● **Given entries**:
===============
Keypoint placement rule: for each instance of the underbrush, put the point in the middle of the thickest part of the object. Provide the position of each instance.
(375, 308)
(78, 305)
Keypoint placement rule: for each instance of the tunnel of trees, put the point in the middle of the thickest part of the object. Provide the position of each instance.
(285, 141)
===============
● **Exercise goal**: Write out only those lines of the entries that lie between the line containing "Keypoint placement rule: for each instance of the tunnel" and the last line, inclusive, reproducing them exactly.

● **Response box**:
Keypoint placement rule: for each instance of the tunnel of trees, put the point in the middle of the thickest part of the object. Provide the position of each instance.
(285, 141)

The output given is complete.